━━━━━ Records supplied ━━━━━

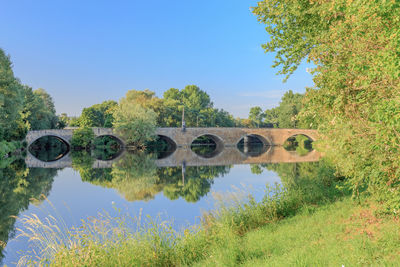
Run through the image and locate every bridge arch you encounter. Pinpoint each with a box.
[190,133,224,158]
[94,134,125,147]
[236,133,273,146]
[190,133,224,149]
[157,134,177,150]
[27,133,71,149]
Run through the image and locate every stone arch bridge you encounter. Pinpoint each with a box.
[25,127,318,149]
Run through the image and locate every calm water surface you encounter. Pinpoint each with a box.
[0,147,318,266]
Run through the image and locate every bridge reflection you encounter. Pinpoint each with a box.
[25,146,321,169]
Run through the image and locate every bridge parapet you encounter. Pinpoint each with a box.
[25,127,125,147]
[156,127,318,147]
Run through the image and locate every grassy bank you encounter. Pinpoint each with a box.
[20,163,400,266]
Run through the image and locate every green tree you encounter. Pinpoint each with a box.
[113,95,157,147]
[253,0,400,212]
[249,107,264,128]
[71,127,94,149]
[276,90,303,128]
[21,86,58,130]
[0,49,23,141]
[79,100,118,128]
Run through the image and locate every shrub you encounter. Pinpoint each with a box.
[71,127,94,149]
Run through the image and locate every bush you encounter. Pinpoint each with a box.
[71,127,94,149]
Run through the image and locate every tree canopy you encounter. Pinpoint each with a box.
[253,0,400,214]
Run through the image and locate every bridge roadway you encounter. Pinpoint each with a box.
[25,127,318,149]
[25,146,321,169]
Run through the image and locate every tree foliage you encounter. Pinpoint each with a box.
[0,49,60,144]
[0,49,23,141]
[78,100,118,128]
[71,127,94,149]
[253,0,400,212]
[113,93,157,147]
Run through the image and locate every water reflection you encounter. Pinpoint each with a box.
[28,136,69,162]
[0,142,321,266]
[0,159,57,265]
[72,152,231,202]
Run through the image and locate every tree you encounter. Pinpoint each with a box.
[79,100,118,127]
[249,107,264,128]
[253,0,400,211]
[71,127,94,149]
[0,49,23,141]
[276,90,303,128]
[21,86,58,130]
[113,95,157,147]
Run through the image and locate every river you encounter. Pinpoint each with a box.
[0,142,319,266]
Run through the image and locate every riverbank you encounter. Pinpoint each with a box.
[15,161,378,266]
[21,197,400,266]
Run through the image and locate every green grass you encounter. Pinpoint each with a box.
[194,198,400,266]
[15,162,400,266]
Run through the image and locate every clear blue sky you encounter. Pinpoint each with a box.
[0,0,312,117]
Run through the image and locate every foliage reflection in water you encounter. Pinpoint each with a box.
[0,142,318,264]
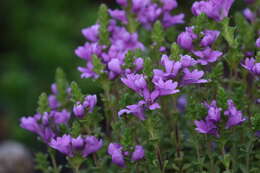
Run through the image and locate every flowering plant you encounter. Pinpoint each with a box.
[21,0,260,173]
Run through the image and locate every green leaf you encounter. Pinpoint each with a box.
[70,81,84,102]
[221,18,238,49]
[35,152,51,173]
[98,4,110,45]
[55,68,68,104]
[151,20,164,47]
[37,93,50,114]
[92,55,105,75]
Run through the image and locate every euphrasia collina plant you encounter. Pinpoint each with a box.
[21,0,260,173]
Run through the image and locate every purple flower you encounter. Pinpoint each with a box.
[177,27,198,50]
[48,95,60,109]
[131,145,144,161]
[73,102,85,118]
[200,30,220,47]
[71,136,84,150]
[78,62,98,79]
[49,135,73,157]
[224,100,246,128]
[81,24,99,42]
[134,58,144,72]
[83,95,97,112]
[194,120,218,136]
[255,37,260,48]
[108,58,122,74]
[116,0,127,6]
[82,136,103,157]
[180,55,197,68]
[118,101,145,121]
[193,47,223,65]
[53,109,70,124]
[243,8,256,23]
[177,95,188,112]
[241,58,260,76]
[161,0,178,11]
[162,12,185,28]
[107,143,125,167]
[75,42,102,61]
[191,0,234,21]
[153,55,182,81]
[108,10,128,24]
[205,100,222,123]
[181,69,208,85]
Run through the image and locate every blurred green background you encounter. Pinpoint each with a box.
[0,0,246,151]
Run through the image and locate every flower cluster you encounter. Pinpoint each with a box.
[118,55,207,120]
[49,134,103,157]
[75,20,144,79]
[194,100,246,137]
[177,27,222,65]
[73,95,97,118]
[20,84,102,157]
[191,0,234,21]
[107,143,144,167]
[116,0,184,29]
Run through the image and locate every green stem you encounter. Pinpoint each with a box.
[48,149,60,173]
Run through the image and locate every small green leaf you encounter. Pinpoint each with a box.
[37,93,50,114]
[70,81,84,102]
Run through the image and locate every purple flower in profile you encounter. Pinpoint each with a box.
[107,143,125,167]
[255,37,260,48]
[83,95,97,112]
[180,55,197,68]
[200,30,220,47]
[108,58,122,74]
[82,136,103,157]
[118,101,145,121]
[241,58,260,76]
[194,120,218,136]
[193,47,223,65]
[177,27,198,50]
[73,102,85,118]
[49,135,73,157]
[75,42,102,61]
[204,100,222,123]
[191,0,234,21]
[134,58,144,72]
[81,24,99,42]
[153,78,180,96]
[131,145,144,161]
[162,12,185,28]
[161,0,178,11]
[181,69,208,85]
[108,10,128,24]
[53,109,70,124]
[243,8,256,23]
[224,100,246,128]
[78,62,99,79]
[153,55,182,81]
[176,95,188,112]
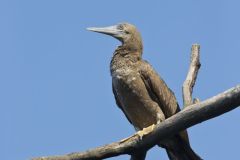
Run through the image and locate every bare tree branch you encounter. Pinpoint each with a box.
[33,85,240,160]
[182,44,201,107]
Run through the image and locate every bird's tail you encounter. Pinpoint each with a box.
[159,136,202,160]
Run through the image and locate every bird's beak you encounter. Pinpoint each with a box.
[87,25,123,40]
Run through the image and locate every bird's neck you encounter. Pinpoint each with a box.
[113,45,142,60]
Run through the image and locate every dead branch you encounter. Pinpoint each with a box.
[182,44,201,107]
[33,85,240,160]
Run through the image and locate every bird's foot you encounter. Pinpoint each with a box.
[137,124,156,139]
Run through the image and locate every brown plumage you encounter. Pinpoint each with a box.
[89,23,200,160]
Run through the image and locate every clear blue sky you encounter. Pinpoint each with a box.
[0,0,240,160]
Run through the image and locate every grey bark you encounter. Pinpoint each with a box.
[33,85,240,160]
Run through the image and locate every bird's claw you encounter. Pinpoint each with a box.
[137,124,156,139]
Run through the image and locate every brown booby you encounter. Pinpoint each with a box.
[88,23,201,160]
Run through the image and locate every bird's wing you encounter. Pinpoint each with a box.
[139,61,180,118]
[139,61,189,144]
[112,84,132,124]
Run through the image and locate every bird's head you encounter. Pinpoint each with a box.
[87,23,143,52]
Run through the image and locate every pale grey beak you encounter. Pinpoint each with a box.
[87,25,123,40]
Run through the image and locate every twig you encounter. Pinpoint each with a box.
[182,44,201,107]
[33,85,240,160]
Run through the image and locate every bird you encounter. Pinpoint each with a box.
[87,22,201,160]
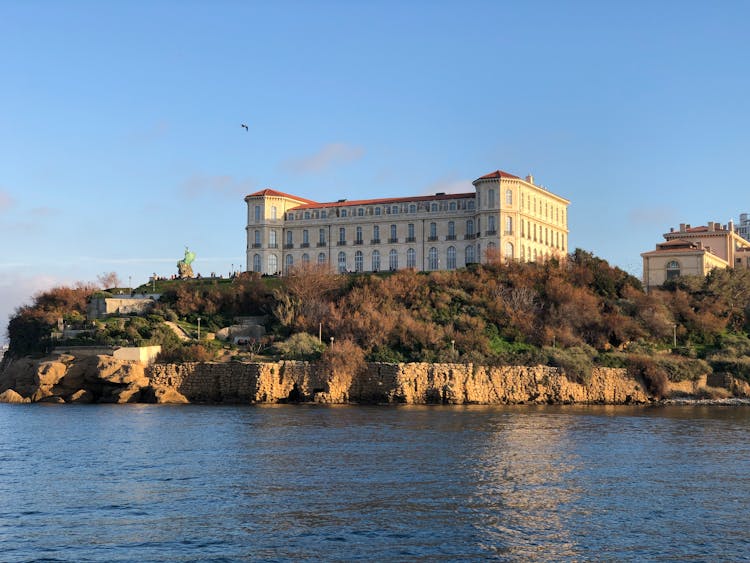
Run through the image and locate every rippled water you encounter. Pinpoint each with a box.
[0,405,750,562]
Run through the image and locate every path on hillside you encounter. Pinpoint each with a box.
[164,321,192,340]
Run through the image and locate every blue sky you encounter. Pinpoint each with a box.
[0,0,750,338]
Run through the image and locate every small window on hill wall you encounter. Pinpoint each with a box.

━━━━━

Given request: Can you edit the lines from the line with "Run through the image and locate every blurred" up to and including the line with "[116,0,184,29]" so that "flower cluster" becomes "blossom cluster", keeping everything else the same, and give back only those lines?

Final result:
Run through the image and locate every blurred green background you encounter. Pinpoint each with a box.
[0,0,246,151]
Run through the image and locate every blossom cluster you encounter. Pinpoint each with a box.
[118,55,207,120]
[49,134,103,157]
[75,20,144,79]
[194,100,246,137]
[177,27,222,65]
[73,95,97,118]
[20,84,102,157]
[191,0,234,21]
[107,143,144,167]
[116,0,184,29]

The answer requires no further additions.